## TEXT EXTRACT
"""

Monday, November 22, 2010

Helping Children Weather the Storms of Church Conflict

Several times over the course of our ministry, my husband and I have witnessed church members argue or gossip about church issues in front of an open classroom door. Those times have left marks on our hearts like unwanted tattoos, for we know how such talk can leave even greater destruction in the spiritual future of the children who overhear the harsh, ugly talk.

Church conflict is never pleasant for anyone. In the case of when a minister is forced to leave, the conflict can set a church back for decades. I know more than a handful of people who have a minimal faith in Christ, but steer clear of associating with a church because they observed upheaval in their childhood church at an impressionable age.

Church conflict, while destructive and inevitable because church members are still sinful human beings learning how to set their minds on things above, can be minimized if a congregation is willing to follow the pattern of the Scriptures. When church conflict occurs, the church must be united on at least this important front - to protect the faith of the children. Here's how you can do it:

1. Shield the children from gossip and disagreements. So many times, I've seen adults talk about church problems in front of a classroom of children as if the children are deaf. Other times, I've heard volunteers explode in anger at each other in the middle of a class session. Children hear and understand more than we think. Our negative talk about people they hold as role models infuses their spirits with negative emotions they are ill equipped to handle. They may then lash out at those adults, not even understanding why.

"""

Object position labeling entries:

"""

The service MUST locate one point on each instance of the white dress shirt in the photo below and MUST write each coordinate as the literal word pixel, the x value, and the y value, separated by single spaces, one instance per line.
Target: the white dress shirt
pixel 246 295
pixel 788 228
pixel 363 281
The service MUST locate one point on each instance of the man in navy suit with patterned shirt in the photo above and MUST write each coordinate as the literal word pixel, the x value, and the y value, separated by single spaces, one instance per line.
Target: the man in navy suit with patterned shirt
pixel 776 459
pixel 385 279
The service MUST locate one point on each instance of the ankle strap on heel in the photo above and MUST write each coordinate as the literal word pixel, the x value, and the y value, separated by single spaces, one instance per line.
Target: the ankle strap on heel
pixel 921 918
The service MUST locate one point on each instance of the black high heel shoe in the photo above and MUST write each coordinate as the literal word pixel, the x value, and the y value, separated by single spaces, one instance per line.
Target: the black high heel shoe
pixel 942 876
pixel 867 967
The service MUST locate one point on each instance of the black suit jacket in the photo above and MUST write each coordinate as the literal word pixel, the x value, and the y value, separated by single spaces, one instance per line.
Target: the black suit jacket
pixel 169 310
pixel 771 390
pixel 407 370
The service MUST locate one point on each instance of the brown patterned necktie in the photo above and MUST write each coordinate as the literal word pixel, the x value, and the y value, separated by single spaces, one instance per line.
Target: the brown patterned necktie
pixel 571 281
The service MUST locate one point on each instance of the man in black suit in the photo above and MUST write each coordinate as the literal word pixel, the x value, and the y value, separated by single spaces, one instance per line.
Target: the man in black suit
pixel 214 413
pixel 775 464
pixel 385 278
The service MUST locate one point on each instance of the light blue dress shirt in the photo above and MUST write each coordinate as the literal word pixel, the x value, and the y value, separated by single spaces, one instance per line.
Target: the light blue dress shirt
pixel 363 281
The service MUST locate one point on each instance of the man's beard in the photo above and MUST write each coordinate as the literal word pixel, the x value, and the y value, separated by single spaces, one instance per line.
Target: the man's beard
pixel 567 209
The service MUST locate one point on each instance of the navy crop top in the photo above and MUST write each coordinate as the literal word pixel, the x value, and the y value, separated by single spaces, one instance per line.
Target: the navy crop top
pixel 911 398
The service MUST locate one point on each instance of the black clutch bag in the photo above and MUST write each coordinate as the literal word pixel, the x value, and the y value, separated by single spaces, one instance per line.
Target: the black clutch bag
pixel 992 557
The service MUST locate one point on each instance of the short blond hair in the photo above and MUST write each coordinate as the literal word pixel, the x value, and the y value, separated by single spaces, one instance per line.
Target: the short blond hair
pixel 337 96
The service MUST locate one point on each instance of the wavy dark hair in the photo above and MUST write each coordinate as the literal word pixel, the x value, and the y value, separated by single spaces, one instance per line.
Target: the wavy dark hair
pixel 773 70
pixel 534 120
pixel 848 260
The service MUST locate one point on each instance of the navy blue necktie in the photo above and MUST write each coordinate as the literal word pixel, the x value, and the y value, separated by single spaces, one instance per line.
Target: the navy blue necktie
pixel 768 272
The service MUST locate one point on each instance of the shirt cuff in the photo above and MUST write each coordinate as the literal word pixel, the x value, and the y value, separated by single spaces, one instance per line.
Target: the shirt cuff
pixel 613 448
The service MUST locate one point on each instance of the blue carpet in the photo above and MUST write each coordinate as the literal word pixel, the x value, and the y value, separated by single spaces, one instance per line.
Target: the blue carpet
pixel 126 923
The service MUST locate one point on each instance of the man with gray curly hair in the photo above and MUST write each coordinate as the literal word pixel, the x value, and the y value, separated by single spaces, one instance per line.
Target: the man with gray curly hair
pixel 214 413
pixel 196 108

"""

## COMPLETE THE FOLLOWING
1. According to the church conflict post, for how long can conflict set a church back when a minister is forced to leave?
2. Translate this sentence from the church conflict post into Spanish: "Church conflict is never pleasant for anyone."
3. Write out the church conflict post between "Several times over" and "an impressionable age.", inclusive, substituting "pastor" for "minister".
This material was taken from a separate source.

## EXPECTED ANSWERS
1. For decades.

2. El conflicto en la iglesia nunca es agradable para nadie.

3.
Several times over the course of our ministry, my husband and I have witnessed church members argue or gossip about church issues in front of an open classroom door. Those times have left marks on our hearts like unwanted tattoos, for we know how such talk can leave even greater destruction in the spiritual future of the children who overhear the harsh, ugly talk.

Church conflict is never pleasant for anyone. In the case of when a pastor is forced to leave, the conflict can set a church back for decades. I know more than a handful of people who have a minimal faith in Christ, but steer clear of associating with a church because they observed upheaval in their childhood church at an impressionable age.